Stored items from a collection
++++++++++++++++++++

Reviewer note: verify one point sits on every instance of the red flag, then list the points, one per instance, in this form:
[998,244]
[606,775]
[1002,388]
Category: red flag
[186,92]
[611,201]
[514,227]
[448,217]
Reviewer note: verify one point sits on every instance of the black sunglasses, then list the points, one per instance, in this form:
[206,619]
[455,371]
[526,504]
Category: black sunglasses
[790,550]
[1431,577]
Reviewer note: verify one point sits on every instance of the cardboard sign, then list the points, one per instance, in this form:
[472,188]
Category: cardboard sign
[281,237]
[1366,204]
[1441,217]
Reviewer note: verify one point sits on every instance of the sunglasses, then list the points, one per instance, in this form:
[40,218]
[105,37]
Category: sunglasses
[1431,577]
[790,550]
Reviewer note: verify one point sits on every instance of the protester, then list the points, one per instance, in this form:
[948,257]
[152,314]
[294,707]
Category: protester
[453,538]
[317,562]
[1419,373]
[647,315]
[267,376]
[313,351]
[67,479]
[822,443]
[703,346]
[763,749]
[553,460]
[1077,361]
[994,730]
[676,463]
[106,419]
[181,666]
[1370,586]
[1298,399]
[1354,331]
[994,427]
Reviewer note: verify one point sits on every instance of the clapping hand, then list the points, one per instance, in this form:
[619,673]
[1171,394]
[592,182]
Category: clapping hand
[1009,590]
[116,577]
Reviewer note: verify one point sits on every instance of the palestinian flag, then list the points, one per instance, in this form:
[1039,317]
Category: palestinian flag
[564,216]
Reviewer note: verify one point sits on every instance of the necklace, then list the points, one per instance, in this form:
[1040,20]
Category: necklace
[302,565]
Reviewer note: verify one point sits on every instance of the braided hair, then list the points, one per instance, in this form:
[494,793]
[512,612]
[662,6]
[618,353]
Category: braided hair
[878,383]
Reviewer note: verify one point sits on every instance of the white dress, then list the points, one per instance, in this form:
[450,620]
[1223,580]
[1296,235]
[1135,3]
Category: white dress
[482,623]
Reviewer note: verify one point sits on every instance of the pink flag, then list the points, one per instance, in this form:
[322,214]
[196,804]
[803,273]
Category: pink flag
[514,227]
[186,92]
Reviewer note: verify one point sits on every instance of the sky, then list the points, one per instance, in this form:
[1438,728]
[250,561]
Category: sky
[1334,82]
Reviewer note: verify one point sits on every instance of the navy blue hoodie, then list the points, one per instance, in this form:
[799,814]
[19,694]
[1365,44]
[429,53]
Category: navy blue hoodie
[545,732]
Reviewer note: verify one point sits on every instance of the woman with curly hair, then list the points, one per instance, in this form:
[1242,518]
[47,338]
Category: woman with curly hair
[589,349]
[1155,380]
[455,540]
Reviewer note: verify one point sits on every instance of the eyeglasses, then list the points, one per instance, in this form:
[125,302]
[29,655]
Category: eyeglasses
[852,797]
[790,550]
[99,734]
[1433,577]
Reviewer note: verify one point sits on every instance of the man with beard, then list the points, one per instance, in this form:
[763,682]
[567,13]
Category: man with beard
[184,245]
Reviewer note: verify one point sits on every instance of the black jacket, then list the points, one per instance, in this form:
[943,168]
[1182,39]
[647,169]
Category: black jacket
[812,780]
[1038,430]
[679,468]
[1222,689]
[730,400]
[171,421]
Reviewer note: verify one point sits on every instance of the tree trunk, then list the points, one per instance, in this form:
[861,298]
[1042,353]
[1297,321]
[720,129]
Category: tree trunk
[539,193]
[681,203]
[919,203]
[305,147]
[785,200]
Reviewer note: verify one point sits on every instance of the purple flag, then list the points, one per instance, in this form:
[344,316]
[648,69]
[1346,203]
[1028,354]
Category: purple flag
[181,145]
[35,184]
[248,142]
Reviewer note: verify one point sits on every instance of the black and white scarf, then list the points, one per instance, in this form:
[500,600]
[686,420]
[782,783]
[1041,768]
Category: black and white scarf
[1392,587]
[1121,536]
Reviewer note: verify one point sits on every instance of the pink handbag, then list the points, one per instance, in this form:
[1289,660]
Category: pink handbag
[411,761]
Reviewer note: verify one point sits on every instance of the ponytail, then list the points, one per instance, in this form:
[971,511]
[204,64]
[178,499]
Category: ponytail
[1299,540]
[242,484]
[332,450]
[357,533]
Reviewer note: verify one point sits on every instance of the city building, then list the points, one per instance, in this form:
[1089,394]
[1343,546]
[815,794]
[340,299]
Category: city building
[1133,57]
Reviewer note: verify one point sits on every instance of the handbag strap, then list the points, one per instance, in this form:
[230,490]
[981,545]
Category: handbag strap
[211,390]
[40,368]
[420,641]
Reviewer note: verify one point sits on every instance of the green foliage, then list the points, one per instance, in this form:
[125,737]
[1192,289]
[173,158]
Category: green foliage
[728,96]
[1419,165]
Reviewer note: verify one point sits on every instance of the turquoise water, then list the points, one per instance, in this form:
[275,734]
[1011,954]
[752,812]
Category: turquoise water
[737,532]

++++++++++++++++++++

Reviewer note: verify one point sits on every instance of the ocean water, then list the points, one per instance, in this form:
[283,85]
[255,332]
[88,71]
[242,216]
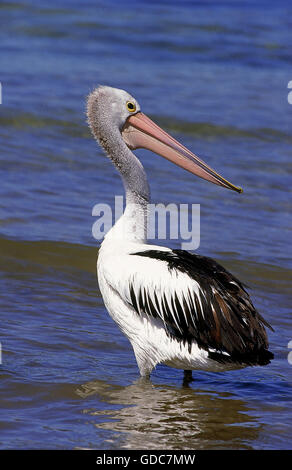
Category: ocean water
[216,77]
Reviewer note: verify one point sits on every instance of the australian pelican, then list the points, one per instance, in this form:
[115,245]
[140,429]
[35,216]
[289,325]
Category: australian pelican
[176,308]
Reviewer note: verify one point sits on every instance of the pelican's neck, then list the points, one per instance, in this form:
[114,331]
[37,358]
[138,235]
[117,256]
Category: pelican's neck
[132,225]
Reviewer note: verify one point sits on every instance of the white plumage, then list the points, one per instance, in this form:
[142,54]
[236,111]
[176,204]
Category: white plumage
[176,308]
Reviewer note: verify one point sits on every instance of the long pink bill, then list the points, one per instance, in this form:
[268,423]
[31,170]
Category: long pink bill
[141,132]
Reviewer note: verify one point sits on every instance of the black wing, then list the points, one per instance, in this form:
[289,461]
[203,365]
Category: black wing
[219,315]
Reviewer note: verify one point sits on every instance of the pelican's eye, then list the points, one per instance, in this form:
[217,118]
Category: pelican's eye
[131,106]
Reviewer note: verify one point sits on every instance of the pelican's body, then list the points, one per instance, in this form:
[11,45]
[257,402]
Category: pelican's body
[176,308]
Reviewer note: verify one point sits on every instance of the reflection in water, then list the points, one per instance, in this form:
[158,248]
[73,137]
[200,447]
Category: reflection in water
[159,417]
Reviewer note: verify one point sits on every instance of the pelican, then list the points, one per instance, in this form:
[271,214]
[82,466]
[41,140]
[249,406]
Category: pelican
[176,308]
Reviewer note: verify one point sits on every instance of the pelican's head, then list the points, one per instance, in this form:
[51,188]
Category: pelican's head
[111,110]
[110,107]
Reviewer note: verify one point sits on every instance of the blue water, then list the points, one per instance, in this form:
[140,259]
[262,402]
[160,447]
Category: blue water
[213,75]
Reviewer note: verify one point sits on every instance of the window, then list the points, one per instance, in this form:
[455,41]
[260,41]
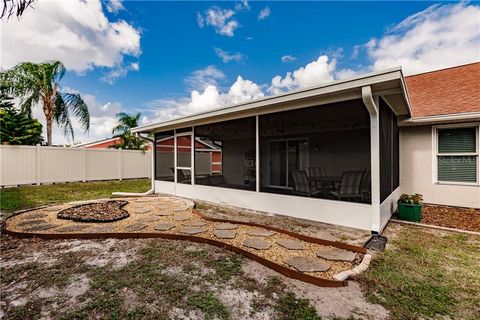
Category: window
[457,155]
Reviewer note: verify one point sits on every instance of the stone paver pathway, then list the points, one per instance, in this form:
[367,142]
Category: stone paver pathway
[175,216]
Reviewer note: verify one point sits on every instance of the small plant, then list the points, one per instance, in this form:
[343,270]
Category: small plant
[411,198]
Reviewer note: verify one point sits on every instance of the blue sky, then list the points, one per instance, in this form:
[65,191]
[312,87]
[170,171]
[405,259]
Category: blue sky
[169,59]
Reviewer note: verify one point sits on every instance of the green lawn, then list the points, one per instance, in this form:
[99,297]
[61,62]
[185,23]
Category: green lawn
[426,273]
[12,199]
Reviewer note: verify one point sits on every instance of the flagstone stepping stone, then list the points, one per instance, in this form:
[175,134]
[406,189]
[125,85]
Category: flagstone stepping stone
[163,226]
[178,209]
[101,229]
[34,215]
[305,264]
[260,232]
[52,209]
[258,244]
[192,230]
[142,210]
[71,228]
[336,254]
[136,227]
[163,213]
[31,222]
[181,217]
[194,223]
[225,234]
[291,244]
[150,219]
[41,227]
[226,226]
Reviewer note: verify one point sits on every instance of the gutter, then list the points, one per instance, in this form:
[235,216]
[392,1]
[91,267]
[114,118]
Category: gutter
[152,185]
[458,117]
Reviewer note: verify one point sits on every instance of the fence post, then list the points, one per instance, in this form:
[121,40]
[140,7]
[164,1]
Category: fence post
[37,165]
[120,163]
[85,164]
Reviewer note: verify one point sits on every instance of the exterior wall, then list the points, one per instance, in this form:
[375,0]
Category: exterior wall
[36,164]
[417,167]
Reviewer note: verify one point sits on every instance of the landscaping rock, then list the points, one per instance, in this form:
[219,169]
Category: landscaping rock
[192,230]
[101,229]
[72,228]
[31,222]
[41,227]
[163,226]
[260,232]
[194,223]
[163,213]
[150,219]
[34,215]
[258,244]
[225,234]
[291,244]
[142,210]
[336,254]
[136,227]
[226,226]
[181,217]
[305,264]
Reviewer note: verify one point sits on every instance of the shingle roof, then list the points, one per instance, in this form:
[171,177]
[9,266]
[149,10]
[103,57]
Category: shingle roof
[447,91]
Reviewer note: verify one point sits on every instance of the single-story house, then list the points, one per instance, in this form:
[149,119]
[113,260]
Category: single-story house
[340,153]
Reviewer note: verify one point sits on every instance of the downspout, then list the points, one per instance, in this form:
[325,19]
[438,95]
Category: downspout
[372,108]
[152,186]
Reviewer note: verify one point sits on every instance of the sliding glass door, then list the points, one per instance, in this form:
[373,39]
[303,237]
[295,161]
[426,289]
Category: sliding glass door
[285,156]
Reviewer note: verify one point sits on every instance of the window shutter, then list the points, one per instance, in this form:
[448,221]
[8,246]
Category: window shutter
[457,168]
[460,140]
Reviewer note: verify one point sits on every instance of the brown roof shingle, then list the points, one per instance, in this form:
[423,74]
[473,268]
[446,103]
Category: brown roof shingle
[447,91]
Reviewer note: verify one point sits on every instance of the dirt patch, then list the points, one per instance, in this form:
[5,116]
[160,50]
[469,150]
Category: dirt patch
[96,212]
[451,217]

++++++++++++++++++++

◆ Task goal
Show every line above that contains the word "brown", treating uppercase and lowercase letters as distinct.

◆ The solution
Reviewer note: verify one point sits on every instance of the brown roof shingle, then list the points, one per instance, in this form:
Category: brown roof shingle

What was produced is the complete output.